Top of RECORDED INFORMATION
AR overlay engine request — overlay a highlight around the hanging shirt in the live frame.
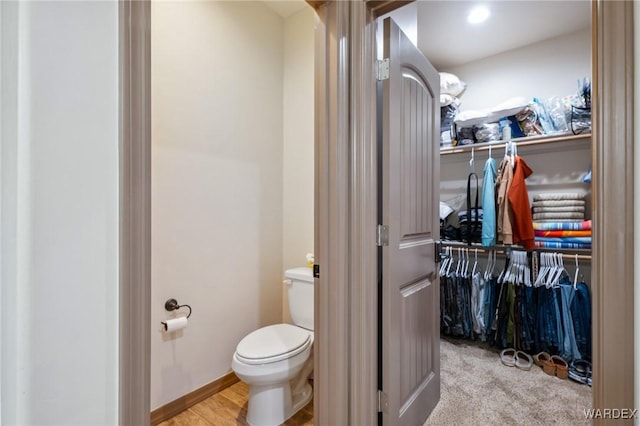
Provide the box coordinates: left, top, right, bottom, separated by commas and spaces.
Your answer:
507, 156, 535, 249
495, 158, 514, 244
481, 157, 497, 247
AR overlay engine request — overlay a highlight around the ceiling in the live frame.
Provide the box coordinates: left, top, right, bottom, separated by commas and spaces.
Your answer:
262, 0, 308, 18
261, 1, 591, 70
406, 1, 592, 70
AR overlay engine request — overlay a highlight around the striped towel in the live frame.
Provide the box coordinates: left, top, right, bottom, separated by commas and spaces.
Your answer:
533, 220, 592, 231
534, 241, 591, 249
532, 212, 584, 221
534, 237, 592, 244
535, 230, 592, 238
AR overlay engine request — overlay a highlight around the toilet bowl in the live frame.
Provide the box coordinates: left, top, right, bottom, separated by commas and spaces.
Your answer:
232, 323, 313, 425
231, 267, 315, 426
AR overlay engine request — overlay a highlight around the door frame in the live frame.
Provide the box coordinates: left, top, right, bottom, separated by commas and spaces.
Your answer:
119, 0, 634, 424
119, 2, 151, 425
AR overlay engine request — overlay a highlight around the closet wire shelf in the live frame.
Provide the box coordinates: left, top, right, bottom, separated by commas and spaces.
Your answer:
440, 132, 591, 156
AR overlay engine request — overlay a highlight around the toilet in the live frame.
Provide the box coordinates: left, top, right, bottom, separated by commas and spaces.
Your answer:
231, 267, 314, 426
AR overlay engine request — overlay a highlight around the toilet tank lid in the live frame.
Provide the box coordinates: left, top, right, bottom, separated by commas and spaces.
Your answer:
284, 267, 313, 282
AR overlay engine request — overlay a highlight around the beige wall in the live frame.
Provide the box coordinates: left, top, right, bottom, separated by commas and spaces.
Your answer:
151, 1, 285, 409
282, 7, 315, 322
443, 29, 591, 112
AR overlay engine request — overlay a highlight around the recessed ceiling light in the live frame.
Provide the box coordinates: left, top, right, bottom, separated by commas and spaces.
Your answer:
467, 5, 490, 24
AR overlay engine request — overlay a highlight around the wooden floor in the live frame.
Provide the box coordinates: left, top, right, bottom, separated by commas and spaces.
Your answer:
158, 381, 314, 426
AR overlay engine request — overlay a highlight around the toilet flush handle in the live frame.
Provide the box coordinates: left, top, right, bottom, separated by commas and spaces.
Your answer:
283, 279, 293, 287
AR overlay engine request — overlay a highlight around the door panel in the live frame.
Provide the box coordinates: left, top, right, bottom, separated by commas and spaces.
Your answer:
Bottom of RECORDED INFORMATION
■ **INSTRUCTIONS TO FOLLOW**
In the entries above, find each line with the word "door" and show it.

■ **COMPLETED TASK**
AR overlay engine request — overlay a highlight around the door frame in the live frame.
AR overlay engine request — overlay a highlight around the door panel in the live frame.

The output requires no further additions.